__Quoted passage__
================

Edward Said in his office at Columbia University in New York City in 2003, a few months before his death. Photograph: Jean-Christian Bourcart/Getty Images
Edward Said in his office at Columbia University in New York City in 2003, a few months before his death. Photograph: Jean-Christian Bourcart/Getty Images

Unfinished manuscripts that lay behind Palestinian critic’s stated contempt for fiction

This article is more than 3 years old

Scholar Edward Said longed to write novels, yet never succeeded, a new biography reveals

Edward Said was clear and firm: the work of a critic, he argued, is more important than the work of poets and novelists. It is public intellectuals, he believed, who are the writers most able to challenge power and change the world.

But according to a new biography of the highly respected Palestinian scholar and literary critic, Said secretly wrote both poetry and fiction – not even mentioning it to his friends.

Said, who died in 2003, left behind two unfinished and abandoned novels, one rejected short story and at least 20 poems, the biography by Timothy Brennan discloses for the first time.

Brennan – a former student of Said’s who is now a professor of comparative literature at the University of Minnesota – was given unprecedented access by Said’s family to the unpublished manuscripts.

The biography, Places of Mind: a Life of Edward Said, which is published by Bloomsbury, sheds new light on how, after a lifetime of teaching literature, Said came to reject the novel in 1992 as a literary form.

Edward Said, second left, Listening to his father. Photograph: Courtesy of the Said Family Collection

“I think he finds there to be huge drawbacks to writing novels,” says Brennan. “He finds that there is a failure in the project of fiction if your intent is to change the world.” He now thinks Said’s conclusion that “for those who feel the drive to bring about political change, the novel is not the best vehicle to do it” is a conclusion born partly out of his own experiences as an unsuccessful writer of fiction.

By then, Said had discovered firsthand the challenges authors face when attempting a political intervention by writing novels – but chose to keep this potentially embarrassing personal insight a secret, along with his unpublished manuscripts.

When friends who are famous novelists wrote adoring letters to him, begging him to consider writing a novel, his correspondence shows he either ignored their requests or asked them, somewhat deceptively, what on earth he would write about. “He’s clearly going out of his way to keep it [his attempt to write fiction] from people. He’s misleading them,” Brennan says.

Brennan thinks, at the most, “maybe” only one or two people knew that Said tried to write novels. “Over and over again, when I interviewed people who knew him his entire life, they said they knew nothing about this.”

Both novels are political and autobiographical, and are set in the Middle East.

================

__Task to complete__
Answer these questions about the article on Edward Said's fiction:
(a) In what year did Said come to reject the novel as a literary form?
(b) At which university is Brennan now a professor of comparative literature?
(c) Where are both of Said's novels set?
Rely only on the article about Edward Said's fiction for your answers.

[Excerpts from a dataset on object pointing]
================

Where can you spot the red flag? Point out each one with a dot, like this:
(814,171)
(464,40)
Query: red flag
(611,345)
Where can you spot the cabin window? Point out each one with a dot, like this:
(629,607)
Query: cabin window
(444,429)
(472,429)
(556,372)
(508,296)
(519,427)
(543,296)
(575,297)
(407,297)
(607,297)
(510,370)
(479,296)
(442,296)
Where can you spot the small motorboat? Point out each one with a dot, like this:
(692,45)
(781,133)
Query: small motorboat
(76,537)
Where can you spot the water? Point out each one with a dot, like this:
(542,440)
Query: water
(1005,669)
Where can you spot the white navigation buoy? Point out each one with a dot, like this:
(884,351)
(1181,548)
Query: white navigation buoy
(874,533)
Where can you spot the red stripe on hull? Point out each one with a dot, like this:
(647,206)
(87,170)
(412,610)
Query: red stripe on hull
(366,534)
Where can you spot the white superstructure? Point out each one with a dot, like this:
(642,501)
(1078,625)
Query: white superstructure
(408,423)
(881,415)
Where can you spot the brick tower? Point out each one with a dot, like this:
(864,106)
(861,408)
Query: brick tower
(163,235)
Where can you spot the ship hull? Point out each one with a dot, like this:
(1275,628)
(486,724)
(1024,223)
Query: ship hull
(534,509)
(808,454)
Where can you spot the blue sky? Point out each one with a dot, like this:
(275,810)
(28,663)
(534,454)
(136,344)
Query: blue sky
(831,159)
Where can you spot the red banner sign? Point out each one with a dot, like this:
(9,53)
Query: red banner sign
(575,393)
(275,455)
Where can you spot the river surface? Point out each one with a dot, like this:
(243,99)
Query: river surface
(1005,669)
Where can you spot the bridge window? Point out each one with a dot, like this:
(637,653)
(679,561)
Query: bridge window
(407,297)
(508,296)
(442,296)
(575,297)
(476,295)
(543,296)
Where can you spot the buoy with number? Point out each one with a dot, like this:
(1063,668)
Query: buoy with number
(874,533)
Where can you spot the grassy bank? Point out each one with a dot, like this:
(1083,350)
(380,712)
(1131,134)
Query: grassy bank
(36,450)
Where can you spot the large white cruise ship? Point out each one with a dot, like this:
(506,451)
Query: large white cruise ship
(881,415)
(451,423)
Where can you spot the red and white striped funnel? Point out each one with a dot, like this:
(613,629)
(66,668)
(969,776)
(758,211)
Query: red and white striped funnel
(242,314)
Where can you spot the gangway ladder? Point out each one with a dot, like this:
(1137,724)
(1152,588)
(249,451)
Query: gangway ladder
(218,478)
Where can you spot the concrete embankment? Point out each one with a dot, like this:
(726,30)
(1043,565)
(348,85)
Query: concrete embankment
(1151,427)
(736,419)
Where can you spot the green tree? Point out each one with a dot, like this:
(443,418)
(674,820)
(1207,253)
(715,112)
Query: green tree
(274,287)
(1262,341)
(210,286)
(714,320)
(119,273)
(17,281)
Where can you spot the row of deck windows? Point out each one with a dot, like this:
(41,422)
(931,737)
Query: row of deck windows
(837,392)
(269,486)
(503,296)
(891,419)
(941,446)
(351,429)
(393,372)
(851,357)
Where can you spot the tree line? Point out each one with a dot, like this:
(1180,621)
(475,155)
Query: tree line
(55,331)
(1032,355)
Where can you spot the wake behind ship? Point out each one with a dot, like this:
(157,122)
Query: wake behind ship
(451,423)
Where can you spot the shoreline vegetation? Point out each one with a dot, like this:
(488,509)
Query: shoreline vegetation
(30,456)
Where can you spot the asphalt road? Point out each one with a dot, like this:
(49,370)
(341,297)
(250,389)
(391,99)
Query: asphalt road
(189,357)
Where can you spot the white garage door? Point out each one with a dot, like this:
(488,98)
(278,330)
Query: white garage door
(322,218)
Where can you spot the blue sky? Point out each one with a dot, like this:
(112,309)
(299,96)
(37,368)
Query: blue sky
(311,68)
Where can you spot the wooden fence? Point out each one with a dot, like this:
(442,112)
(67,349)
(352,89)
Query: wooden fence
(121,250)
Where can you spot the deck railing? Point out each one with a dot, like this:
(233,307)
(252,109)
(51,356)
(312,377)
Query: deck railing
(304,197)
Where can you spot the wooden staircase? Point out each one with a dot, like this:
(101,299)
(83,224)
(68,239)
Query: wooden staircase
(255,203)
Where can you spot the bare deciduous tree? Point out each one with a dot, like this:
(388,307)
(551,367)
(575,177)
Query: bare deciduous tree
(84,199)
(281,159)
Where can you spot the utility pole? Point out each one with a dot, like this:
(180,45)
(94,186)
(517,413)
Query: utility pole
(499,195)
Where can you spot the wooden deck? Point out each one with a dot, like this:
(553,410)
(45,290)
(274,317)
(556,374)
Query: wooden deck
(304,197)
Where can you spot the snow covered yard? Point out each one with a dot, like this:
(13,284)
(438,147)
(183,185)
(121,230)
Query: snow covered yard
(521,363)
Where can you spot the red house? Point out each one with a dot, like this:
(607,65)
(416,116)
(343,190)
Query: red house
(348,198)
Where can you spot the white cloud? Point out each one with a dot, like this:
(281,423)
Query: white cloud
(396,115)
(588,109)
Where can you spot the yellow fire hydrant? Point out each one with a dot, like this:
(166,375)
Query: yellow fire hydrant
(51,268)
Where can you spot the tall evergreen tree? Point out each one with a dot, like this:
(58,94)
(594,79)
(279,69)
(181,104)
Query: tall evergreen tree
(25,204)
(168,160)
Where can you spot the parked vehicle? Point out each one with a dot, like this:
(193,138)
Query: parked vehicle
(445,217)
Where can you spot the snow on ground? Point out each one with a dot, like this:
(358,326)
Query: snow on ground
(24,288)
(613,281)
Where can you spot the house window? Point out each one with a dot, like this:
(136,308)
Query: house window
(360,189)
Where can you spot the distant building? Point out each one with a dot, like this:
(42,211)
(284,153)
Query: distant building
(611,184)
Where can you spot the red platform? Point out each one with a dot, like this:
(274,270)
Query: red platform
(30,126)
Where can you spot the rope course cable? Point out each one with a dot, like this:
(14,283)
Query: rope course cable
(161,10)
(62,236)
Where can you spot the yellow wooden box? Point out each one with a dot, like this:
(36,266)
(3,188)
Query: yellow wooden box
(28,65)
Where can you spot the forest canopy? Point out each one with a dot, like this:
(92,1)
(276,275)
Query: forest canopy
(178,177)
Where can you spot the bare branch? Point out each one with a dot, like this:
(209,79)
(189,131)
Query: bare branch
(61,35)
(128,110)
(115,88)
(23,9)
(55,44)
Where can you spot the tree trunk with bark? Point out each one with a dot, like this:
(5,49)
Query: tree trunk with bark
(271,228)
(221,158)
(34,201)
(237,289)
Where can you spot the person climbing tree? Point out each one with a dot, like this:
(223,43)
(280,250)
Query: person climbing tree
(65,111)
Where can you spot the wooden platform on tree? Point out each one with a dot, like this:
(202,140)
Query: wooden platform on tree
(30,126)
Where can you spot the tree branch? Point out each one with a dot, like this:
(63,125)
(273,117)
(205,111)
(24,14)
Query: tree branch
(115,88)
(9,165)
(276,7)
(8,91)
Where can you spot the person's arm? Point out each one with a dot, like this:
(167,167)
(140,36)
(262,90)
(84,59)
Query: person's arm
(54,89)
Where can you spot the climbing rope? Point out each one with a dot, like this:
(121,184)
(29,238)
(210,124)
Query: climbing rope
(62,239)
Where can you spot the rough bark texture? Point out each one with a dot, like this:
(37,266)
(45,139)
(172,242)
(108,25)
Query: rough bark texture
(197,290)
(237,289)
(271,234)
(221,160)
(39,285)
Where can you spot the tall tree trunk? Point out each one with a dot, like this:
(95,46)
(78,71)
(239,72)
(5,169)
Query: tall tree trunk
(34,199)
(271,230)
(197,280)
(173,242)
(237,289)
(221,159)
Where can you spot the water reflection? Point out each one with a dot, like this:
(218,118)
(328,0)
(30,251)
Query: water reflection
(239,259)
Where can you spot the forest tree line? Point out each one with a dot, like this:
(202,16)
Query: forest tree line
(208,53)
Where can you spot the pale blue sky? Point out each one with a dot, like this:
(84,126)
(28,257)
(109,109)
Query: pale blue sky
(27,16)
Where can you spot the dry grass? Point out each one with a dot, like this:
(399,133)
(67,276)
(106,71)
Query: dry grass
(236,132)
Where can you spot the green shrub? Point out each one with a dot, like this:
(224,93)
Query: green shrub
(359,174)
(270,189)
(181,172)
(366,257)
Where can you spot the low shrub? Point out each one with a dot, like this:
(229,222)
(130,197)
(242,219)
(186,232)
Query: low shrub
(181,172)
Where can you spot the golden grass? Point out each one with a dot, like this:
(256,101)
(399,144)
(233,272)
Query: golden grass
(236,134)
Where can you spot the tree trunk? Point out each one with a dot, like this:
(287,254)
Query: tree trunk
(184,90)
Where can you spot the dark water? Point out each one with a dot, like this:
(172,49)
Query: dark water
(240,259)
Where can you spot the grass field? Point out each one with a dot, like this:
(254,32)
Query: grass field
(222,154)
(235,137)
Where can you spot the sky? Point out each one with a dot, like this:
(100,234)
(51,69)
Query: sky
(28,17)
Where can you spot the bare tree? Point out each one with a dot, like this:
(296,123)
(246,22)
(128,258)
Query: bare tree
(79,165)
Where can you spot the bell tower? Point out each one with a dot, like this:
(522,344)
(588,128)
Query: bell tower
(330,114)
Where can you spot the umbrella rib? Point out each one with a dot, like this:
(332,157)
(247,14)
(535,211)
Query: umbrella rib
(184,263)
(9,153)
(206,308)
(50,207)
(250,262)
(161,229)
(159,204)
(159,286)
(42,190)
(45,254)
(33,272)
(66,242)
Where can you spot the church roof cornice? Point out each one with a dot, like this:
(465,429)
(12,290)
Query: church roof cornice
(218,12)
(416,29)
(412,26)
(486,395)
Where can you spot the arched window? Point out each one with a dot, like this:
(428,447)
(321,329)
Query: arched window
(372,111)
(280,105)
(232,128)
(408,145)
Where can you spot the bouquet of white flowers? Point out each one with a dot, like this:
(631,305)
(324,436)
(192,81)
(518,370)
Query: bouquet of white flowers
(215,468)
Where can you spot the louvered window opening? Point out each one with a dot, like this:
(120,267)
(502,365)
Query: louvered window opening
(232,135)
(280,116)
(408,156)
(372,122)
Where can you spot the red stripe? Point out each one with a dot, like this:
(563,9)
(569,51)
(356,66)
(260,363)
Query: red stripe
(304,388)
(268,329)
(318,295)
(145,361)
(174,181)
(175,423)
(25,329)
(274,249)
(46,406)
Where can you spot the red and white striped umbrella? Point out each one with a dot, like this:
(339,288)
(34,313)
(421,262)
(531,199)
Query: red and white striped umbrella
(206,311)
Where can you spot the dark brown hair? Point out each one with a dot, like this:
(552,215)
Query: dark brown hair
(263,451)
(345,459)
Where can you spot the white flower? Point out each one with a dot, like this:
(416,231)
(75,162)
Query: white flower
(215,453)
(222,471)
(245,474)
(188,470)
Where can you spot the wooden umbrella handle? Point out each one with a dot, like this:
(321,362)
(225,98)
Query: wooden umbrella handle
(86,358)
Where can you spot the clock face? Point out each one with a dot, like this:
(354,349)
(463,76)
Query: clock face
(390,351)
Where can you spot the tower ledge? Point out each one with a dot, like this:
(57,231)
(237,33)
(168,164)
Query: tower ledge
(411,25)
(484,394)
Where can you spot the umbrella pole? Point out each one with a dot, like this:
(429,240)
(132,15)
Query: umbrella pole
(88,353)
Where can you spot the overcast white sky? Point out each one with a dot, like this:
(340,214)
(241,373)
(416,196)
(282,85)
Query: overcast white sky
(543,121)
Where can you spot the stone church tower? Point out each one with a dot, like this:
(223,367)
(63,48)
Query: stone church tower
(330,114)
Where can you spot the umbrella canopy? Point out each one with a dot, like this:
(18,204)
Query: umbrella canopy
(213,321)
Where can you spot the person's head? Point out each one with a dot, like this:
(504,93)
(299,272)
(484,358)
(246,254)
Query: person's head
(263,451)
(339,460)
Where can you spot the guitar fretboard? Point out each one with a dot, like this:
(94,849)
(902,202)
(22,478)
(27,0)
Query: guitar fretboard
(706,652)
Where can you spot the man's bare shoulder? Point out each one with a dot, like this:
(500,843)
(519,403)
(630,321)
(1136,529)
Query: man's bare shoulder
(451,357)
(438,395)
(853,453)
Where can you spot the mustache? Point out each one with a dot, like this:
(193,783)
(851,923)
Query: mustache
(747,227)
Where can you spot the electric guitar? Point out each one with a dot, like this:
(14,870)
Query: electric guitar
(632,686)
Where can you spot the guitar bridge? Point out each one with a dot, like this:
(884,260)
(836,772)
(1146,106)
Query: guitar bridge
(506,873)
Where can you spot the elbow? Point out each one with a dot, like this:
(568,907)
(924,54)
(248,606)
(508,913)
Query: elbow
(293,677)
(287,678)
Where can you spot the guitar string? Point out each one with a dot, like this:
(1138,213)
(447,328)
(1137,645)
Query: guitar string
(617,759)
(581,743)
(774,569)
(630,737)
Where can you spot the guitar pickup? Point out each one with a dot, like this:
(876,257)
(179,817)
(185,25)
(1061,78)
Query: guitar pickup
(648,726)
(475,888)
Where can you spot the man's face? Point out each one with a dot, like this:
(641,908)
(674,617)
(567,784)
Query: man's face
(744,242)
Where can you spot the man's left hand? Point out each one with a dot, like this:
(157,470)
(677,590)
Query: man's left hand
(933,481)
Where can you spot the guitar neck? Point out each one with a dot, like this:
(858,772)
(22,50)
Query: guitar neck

================

__Written response__
(a) 1992
(b) The University of Minnesota
(c) The Middle East